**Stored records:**
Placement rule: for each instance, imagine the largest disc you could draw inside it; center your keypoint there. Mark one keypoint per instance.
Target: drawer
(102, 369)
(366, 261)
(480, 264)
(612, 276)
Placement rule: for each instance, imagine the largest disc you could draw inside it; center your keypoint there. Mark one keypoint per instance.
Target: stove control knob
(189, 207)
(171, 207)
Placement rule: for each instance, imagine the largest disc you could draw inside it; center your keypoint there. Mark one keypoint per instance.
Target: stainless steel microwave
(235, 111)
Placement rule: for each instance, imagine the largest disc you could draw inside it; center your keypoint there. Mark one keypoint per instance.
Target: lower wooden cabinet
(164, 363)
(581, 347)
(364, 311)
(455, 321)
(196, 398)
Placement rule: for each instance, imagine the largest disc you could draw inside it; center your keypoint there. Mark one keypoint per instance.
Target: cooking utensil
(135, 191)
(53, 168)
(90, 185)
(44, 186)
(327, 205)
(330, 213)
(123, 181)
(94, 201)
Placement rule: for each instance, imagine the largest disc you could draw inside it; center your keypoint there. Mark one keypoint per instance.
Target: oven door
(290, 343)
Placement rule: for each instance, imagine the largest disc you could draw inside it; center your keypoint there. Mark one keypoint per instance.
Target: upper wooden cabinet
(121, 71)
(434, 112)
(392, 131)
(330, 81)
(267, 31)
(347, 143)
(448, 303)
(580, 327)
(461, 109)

**Task objective:** Set down the records once more, character for character.

**Response box:**
Placement rule: for each instance, imagine the largest disc you could draw inside it; center your keypoint there. Mark one keypoint per instance.
Target: drawer
(102, 369)
(366, 261)
(480, 264)
(612, 276)
Placement rule: for each instance, imagine the largest disc you could draw inside it; center your keypoint there. Mark one keypoint per instance.
Target: stove control knob
(189, 207)
(171, 207)
Placement rule: for each instance, imagine the largest disc you could draw inside it; center your keypoint there. Mark one keypoint per instance.
Target: stainless steel microwave
(235, 111)
Placement rule: for each instance, imagine the largest disc you could draw inside it; center your keypoint there. Mark one keypoint per instance.
Target: lower wooden cabinet
(164, 363)
(581, 347)
(364, 311)
(455, 321)
(196, 398)
Placement rule: for each instance, imagine the largest disc you could draw inside it; center your keypoint there. Mark one keypoint per instance.
Target: cooking utensil
(135, 191)
(53, 168)
(90, 185)
(44, 186)
(327, 205)
(330, 213)
(123, 181)
(94, 201)
Placement rule: for each instance, imagine the largest disc you could draw inside it; center your keypoint there. Mark one keypoint per instance.
Target: oven door
(290, 343)
Placement rule: for each instance, imagine the largest disc you could draw inside it; center your keypoint there. Mark one keypoint per instance.
Target: upper wooden cabinet
(121, 71)
(434, 112)
(392, 131)
(330, 81)
(267, 31)
(347, 143)
(448, 303)
(580, 327)
(461, 109)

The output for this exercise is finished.